Tell how many lines in these records contain the string "rusty", with only the number as the reply.

*** Begin section ***

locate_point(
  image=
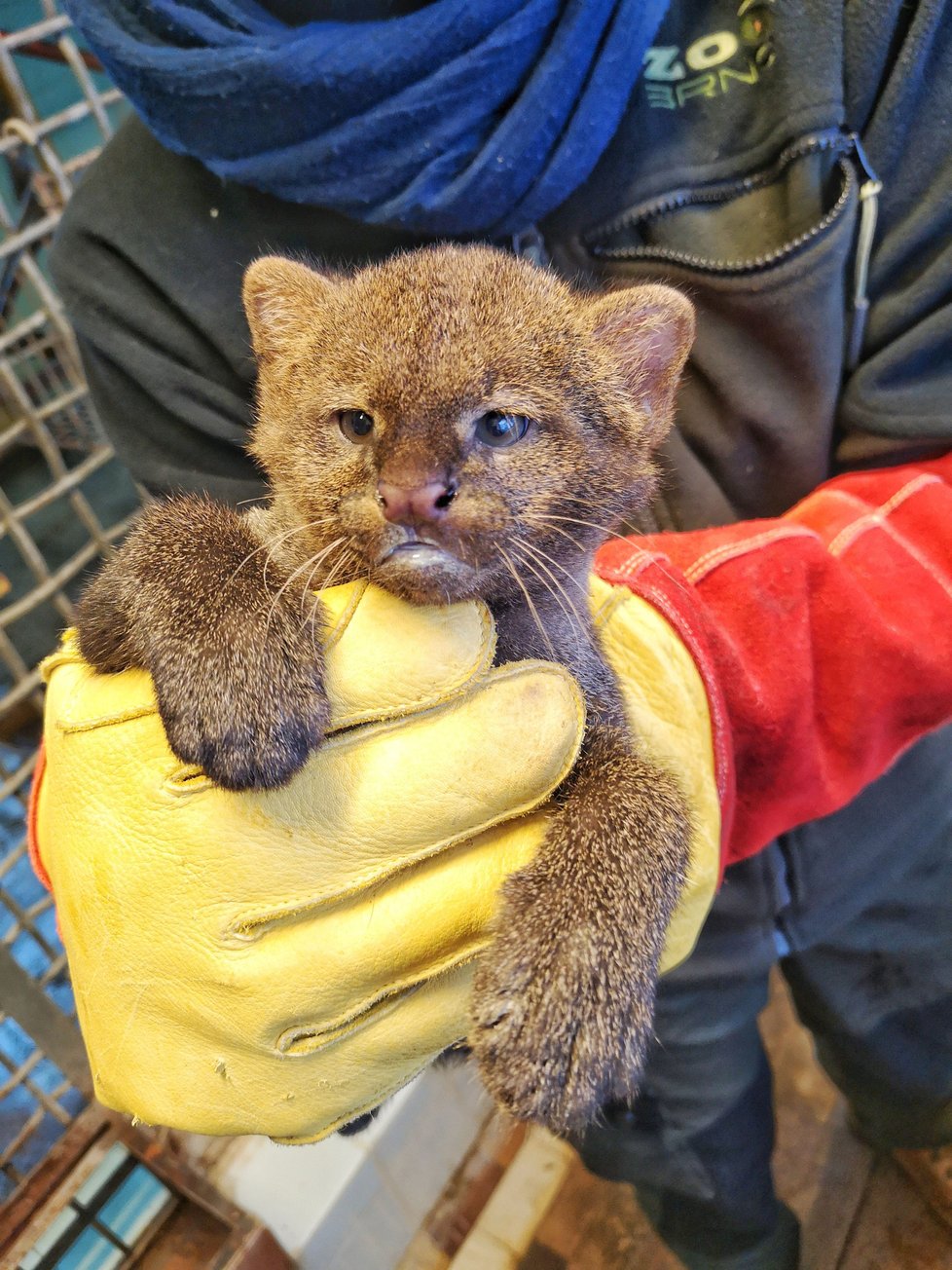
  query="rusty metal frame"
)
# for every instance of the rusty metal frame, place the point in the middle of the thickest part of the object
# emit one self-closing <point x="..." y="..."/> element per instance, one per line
<point x="45" y="414"/>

*** End section ***

COMPLETED EXERCISE =
2